What to work on –
• A. Decide whether each statement agrees with the transport area review. Answer yes or no and quote the deciding words.
(i) The comments were written mainly for the transport area directors.
(ii) The reviewer found every part of the document clear.
(iii) Section 4 says the SCIP payload size stays constant.
• B. Carry the transport area review forward, beginning after its last sentence.
begin Passage given
Thanks for your reply.

This document has been reviewed as part of the transport area review team's ongoing effort to review key IETF documents. These comments were written primarily for the transport area directors, but are copied to the document's authors and WG to allow them to address any issues raised and also to the IETF discussion list for information. When done at the time of IETF Last Call, the authors should consider this review as part of the last-call comments they receive. Please always CC _tsv-art@ietf.org_ <mailto:tsv-art@xxxxxxxx> if you reply to or forward this review. I received this document from the viewpoint of the transport and have identified several parts that are unclear in the document. In section 4, you note " The SCIP payload size will vary considerably, especially during SCIP secure session establishment." Vary "considerably" is a vague statement. Given problems with PathMTU, it could be useful to discuss how MTU issues should be handled by SCIP implementations and whether you rely on fragmentation.
end Passage given
begin Stored rows
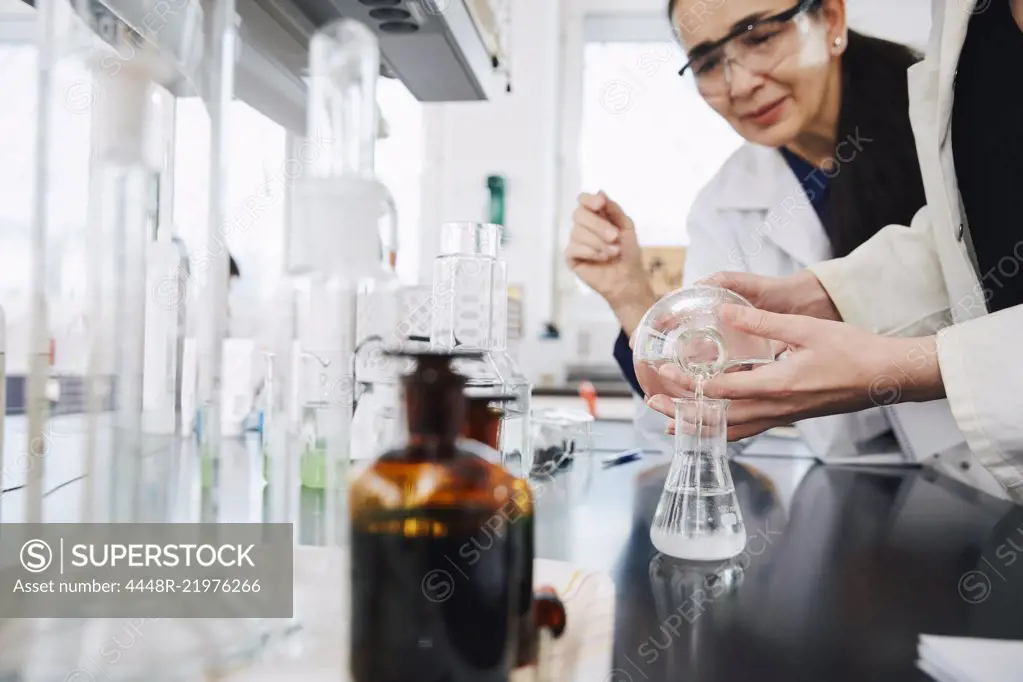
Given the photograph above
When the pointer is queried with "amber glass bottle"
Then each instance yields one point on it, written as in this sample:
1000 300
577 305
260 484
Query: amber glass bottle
483 424
437 558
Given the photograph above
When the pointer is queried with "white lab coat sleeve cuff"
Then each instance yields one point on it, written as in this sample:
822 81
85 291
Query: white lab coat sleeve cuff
983 380
892 284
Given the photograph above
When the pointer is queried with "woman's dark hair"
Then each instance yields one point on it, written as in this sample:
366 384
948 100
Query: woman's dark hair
878 180
881 184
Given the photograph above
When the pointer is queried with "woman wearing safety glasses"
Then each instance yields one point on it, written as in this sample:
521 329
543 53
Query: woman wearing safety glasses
830 160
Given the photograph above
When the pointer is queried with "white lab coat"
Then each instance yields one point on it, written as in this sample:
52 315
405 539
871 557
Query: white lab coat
930 266
754 216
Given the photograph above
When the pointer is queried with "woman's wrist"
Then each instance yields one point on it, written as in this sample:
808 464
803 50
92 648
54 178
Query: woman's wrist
907 372
813 298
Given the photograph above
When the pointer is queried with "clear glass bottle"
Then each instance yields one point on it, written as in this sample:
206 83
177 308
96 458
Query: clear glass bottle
423 517
698 516
470 311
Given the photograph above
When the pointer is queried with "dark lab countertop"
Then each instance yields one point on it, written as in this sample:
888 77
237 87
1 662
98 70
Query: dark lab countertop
836 584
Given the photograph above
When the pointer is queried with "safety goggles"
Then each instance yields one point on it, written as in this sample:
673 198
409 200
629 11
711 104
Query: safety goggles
757 46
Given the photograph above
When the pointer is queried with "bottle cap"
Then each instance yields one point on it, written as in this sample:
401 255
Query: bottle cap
434 400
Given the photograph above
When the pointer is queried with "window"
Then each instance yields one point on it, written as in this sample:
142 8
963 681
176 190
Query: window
648 137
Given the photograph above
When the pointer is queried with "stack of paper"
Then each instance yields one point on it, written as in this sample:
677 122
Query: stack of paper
968 660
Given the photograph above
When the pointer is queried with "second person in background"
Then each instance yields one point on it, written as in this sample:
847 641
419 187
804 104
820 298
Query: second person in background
830 158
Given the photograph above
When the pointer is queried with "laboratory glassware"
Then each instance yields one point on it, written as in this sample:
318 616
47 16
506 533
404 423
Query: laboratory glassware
698 516
469 310
334 249
563 453
376 400
419 512
685 328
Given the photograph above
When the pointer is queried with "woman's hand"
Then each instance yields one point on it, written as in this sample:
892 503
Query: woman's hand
830 368
604 253
796 294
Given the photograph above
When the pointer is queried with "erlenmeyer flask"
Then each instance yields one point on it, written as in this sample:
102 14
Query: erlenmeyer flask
698 516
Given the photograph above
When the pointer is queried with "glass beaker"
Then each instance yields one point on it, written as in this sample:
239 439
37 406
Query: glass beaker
end Stored rows
Answers given –
• A.
(i) Yes: "These comments were written primarily for the transport area directors"
(ii) No: "have identified several parts that are unclear in the document"
(iii) No: "The SCIP payload size will vary considerably, especially during SCIP secure session establishment."

• B.
[DH] /Add to end of first paragraph in Section 4:/
SCIP implementations SHOULD employ mechanisms to limit payload sizes so as not to exceed the network MTU.

You might add a reference to PathMTU discovery such as RFC4821.

You define an audio payload format and a video payload format. When the two formats are used together, are there RTP synchronization issues as described in section 3.3.4 or RFC8088 that need to be taken into account ? You only mention that clock rates of 8000Hz and 90000Hz SHALL be used for voice and video.
[DH] /Add to end of second paragraph in Section 4:/
SCIP implementations MAY employ mechanisms, such as Inter-media RTP Synchronization as described in RFC 8088 Section 3.3.4, to synchronize audio/scip and video/scip streams.

This is not very specific, but fine for me.

The most important point is that the document should describe how applications will react in case of congestion. If there is a persistent congestion, does the application reduces its transmission rate or not ? Please refer to the following section of RFC8088
[DH] /Add Section 3.1 Congestion Control Considerations:/
The bitrate of SCIP may be adjusted depending on the capability of the underlying codec (MELPe, G.729D, etc.).  The number of encoded audio frames per packet may also be adjusted to control congestion. Other congestion control mechanisms as described in RFC 3550, RFC 8083, and RFC 8085 may also be employed.  Further congestion control techniques are being researched in the RMCAT Working Group.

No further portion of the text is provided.